-- START EXTRACTED DATA --
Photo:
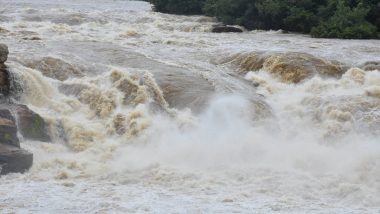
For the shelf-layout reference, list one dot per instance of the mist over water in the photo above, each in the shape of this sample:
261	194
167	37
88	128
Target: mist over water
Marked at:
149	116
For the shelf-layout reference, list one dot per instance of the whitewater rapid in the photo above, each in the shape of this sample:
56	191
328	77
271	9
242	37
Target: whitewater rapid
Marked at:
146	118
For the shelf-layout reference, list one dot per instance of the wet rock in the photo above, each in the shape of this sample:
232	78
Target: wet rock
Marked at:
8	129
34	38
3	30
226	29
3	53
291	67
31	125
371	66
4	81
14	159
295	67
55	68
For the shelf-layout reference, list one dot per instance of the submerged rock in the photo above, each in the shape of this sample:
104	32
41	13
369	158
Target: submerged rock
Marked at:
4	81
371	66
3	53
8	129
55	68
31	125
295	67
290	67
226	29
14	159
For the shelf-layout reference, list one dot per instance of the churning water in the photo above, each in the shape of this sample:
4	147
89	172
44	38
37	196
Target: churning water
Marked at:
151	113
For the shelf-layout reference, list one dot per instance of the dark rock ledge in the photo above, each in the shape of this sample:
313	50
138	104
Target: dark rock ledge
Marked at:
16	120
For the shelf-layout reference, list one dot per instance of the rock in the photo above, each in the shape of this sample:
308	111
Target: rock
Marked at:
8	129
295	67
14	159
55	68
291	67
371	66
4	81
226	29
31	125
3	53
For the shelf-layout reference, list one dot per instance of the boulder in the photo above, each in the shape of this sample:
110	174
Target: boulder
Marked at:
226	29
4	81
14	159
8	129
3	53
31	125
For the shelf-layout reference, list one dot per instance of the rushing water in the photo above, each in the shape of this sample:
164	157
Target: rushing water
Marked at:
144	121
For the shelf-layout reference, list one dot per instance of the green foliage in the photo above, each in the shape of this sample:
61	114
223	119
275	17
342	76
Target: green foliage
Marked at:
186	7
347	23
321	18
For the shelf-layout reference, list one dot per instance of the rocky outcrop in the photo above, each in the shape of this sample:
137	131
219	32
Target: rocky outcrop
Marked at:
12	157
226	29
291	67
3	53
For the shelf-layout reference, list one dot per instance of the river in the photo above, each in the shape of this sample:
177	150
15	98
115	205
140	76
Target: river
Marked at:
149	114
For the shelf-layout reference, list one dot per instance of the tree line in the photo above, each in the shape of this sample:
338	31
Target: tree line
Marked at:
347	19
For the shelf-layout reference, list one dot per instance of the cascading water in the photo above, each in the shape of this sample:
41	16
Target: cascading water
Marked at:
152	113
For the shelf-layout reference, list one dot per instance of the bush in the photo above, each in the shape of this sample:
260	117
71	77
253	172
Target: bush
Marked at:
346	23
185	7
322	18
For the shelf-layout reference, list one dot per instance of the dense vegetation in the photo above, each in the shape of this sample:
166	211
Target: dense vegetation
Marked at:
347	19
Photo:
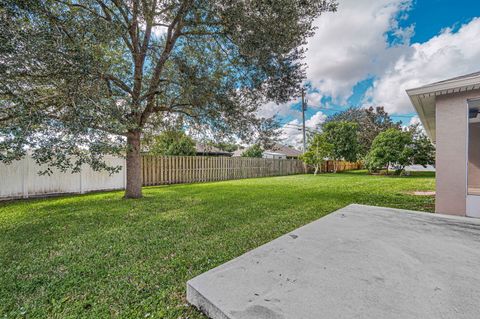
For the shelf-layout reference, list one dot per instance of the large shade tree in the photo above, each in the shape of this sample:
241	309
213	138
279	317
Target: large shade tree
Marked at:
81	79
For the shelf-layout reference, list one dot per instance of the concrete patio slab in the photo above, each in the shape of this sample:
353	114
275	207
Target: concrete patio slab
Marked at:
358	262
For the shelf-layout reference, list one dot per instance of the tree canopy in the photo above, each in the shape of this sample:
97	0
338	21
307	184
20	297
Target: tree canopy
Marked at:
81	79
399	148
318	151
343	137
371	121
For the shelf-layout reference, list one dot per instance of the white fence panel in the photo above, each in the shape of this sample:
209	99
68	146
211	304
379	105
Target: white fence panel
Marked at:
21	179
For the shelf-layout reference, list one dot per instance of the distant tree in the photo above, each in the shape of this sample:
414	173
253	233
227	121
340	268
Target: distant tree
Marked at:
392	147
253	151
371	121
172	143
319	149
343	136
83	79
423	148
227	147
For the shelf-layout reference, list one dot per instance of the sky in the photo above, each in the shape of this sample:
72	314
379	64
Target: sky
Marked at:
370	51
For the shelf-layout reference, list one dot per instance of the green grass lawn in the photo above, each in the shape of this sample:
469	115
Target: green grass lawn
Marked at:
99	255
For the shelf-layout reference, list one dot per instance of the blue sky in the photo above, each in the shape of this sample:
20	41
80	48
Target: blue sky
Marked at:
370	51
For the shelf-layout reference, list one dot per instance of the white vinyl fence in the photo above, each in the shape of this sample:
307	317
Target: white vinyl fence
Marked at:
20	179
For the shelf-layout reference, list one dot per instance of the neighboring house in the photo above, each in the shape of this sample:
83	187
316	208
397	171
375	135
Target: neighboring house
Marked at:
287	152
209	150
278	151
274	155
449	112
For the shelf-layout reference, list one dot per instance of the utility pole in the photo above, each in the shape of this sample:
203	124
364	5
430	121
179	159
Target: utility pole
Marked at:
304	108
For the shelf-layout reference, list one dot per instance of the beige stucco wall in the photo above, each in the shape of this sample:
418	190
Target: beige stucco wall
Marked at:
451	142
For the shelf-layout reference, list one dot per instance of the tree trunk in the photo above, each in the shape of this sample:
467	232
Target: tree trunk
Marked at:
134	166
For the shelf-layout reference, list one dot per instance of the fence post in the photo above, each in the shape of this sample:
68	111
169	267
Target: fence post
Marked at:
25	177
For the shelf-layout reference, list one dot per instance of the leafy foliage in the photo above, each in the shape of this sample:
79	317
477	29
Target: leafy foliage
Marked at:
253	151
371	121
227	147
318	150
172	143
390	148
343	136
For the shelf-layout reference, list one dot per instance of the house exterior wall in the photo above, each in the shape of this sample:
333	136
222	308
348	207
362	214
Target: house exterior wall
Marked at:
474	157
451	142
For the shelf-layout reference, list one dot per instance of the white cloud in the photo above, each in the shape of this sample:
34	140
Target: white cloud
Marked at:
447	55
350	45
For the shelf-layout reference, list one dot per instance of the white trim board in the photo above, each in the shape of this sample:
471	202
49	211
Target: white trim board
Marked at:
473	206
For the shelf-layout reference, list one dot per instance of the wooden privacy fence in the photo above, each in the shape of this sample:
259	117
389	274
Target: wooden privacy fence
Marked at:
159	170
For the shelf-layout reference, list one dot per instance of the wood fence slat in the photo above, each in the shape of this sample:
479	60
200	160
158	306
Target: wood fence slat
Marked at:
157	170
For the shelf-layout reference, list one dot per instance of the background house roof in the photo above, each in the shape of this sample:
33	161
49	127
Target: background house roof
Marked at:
-- END EXTRACTED DATA --
▸ TASK GOAL
Transcribe every entry above exactly. Omit all pictures.

▸ RESULT OF THE EXERCISE
Photo:
For the shelf-layout reference, list one dot per instance of the mist over water in the photo above, each in the shape of this sample:
261	194
167	37
88	128
Target: mist over water
Marked at:
149	116
For the shelf-layout reference, list one dot per instance of the whitewater rapid in the photo above, each in the shape of this sample:
56	191
328	77
271	9
242	37
Target: whitewater rapid
Marked at:
146	118
For the shelf-layout reference, list one dot per instance of the wet rock in the photo above, each in the shape of this sample:
232	78
Target: wet rock
Marked at:
8	129
34	38
3	30
226	29
3	53
291	67
31	125
371	66
4	81
14	159
295	67
55	68
For the shelf-layout reference, list one dot per instance of the submerged rock in the photo above, each in the shape of this sample:
104	32
41	13
369	158
Target: submerged rock
Marked at:
4	81
371	66
3	53
8	129
55	68
31	125
295	67
290	67
226	29
14	159
For the shelf-layout reference, list one dot per instance of the churning water in the photo above, each in the shape of this sample:
4	147
89	172
44	38
37	196
Target: churning water
Marked at:
151	113
For the shelf-layout reference, list one dot per instance of the dark rock ledge in the photo above, each in the shape of this sample:
313	50
138	104
Target: dark rock ledge
Marked at:
16	120
For the shelf-layout reference, list one dot per instance of the rock in the photo above, each in the shape of this sample:
308	111
Target: rock
Marked at:
8	129
295	67
14	159
55	68
291	67
371	66
4	81
226	29
31	125
3	53
For the shelf-layout reference, list one dot per instance of the boulder in the photo above, each in the shape of this sample:
110	174
Target: boulder
Marked at:
226	29
4	81
14	159
8	129
3	53
31	125
For the shelf-layout reference, list one dot per instance of the rushing water in the photo above, each in the shape of this sample:
164	157
Target: rushing water
Marked at:
144	121
For the shelf-layout reference, list one dot per instance of the green foliage in the photo above, each in the shape of this sample:
61	114
223	119
275	17
342	76
Target: green foliage
Marked at:
186	7
347	23
321	18
For the shelf-layout reference, list one dot per instance of the rocky outcrop in the photo above, each in the shape of this sample:
137	131
219	32
Target: rocky outcrop
Marked at:
12	157
226	29
291	67
3	53
For the shelf-layout reference, list one dot per instance of the river in the photo above, each in the shape of this sample:
177	150
15	98
115	205
140	76
Target: river
Marked at:
149	114
For the shelf-layout reference, list one dot per instance of the tree line in the photo above, each in the shape of this sample:
338	31
Target: tree line
Marked at:
347	19
For the shelf-layout reference, list one dot per instance of the cascading water in the photo above, each in the shape of this sample:
41	16
Target: cascading water
Marked at:
152	113
For the shelf-layout reference, list one dot per instance of the bush in the photo above, each in the shape of this sample:
260	117
71	77
253	172
Target: bush
Marked at:
346	23
185	7
322	18
For the shelf-layout reference, list one dot per instance of the dense vegetation in the photo above, each in the shape of this sample:
166	211
Target: dense vegetation
Marked at:
347	19
Photo:
For the shelf-layout reference, list one dot per instance of the large shade tree in the photo above, each in the shape of this sample:
241	309
213	138
279	317
Target: large shade tree
Marked at:
81	79
For the shelf-layout reference, list one dot per instance of the concrete patio slab in the photo above, each in the shape of this sample:
353	114
275	207
Target: concrete patio slab
Marked at:
358	262
For the shelf-layout reference, list one dot per instance of the tree canopy in the photo above, each in the shape of this sample:
97	0
338	21
307	184
20	297
Target: tree canopy
Marked at:
81	79
399	148
318	151
343	137
371	121
For the shelf-layout reference, list one dot per instance of the white fence panel in the photo above, each in the shape of this sample:
209	99
68	146
211	304
379	105
Target: white fence panel
Marked at:
21	179
For the shelf-layout reference, list one dot per instance of the distant tree in the photo above, each in the shape of this sample:
414	173
253	233
227	121
340	268
Target: distant tree
Marked at:
392	147
253	151
371	121
172	143
319	149
343	136
83	79
423	148
227	147
For the shelf-layout reference, list one dot per instance of the sky in the photo above, each in the shape of this sample:
72	314
379	64
Target: sky
Marked at:
370	51
For the shelf-layout reference, list one dot per instance of the green grass lawn in the photo above, each in the shape of this sample:
469	115
Target: green grass lawn
Marked at:
99	255
For the shelf-layout reference, list one dot per instance of the blue sky in the photo above, each in the shape of this sample:
20	41
80	48
Target: blue sky
Marked at:
370	51
For the shelf-layout reference, list one dot per instance of the white vinyl fence in the photo above, each in the shape of this sample:
307	317
Target: white vinyl fence
Marked at:
20	179
For the shelf-layout reference, list one dot per instance of the neighboring house in the photo above, each in the shape of this sample:
83	187
316	208
397	171
375	135
Target: neighboring house
Marked at:
287	152
209	150
278	151
274	155
449	112
For the shelf-layout reference, list one dot per instance of the utility pole in the photo above, each in the shape of this sample:
203	124
364	5
430	121
179	159
Target: utility pole
Marked at:
304	108
For the shelf-layout reference, list one dot per instance of the beige stucco wall in the photo above, each in the shape of this sample:
418	190
Target: beige stucco wall
Marked at:
451	142
For the shelf-layout reference, list one dot per instance of the tree trunk in the photo above, each in the shape of this sample:
467	232
Target: tree trunk
Marked at:
134	166
For the shelf-layout reference, list one dot per instance of the fence post in the photo above, each in the shape of this sample:
68	111
169	267
Target: fence post
Marked at:
25	177
For the shelf-layout reference, list one dot per instance of the leafy foliage in the photo above, each in the shape of this sample:
79	317
477	29
Target: leafy foliage
Marked at:
253	151
371	121
227	147
318	150
172	143
390	148
343	136
For the shelf-layout reference, list one dot per instance of the house exterior wall in the photo above, each in the shape of this sample:
333	136
222	308
348	207
362	214
Target: house exterior wall
Marked at:
474	157
451	142
For the shelf-layout reference, list one dot per instance of the white cloud in the photo above, each in the shape of this sample:
34	140
Target: white cloud
Marked at:
447	55
350	45
For the shelf-layout reference, list one dot per instance of the white trim board in the photo above, each in the shape of this sample:
471	202
49	211
Target: white trim board
Marked at:
473	206
For the shelf-layout reference, list one dot per instance of the wooden privacy fence in the photo above, each in the shape of this sample:
259	117
389	274
Target: wooden privacy fence
Marked at:
159	170
For the shelf-layout reference, list one dot per instance of the wood fence slat in the photo above, each in the shape of this sample:
479	60
200	160
158	306
Target: wood fence slat
Marked at:
157	170
For the shelf-layout reference, list one dot per instance of the background house roof in the photo above, each in the shape of this sample:
33	161
49	127
Target: background house roof
Marked at:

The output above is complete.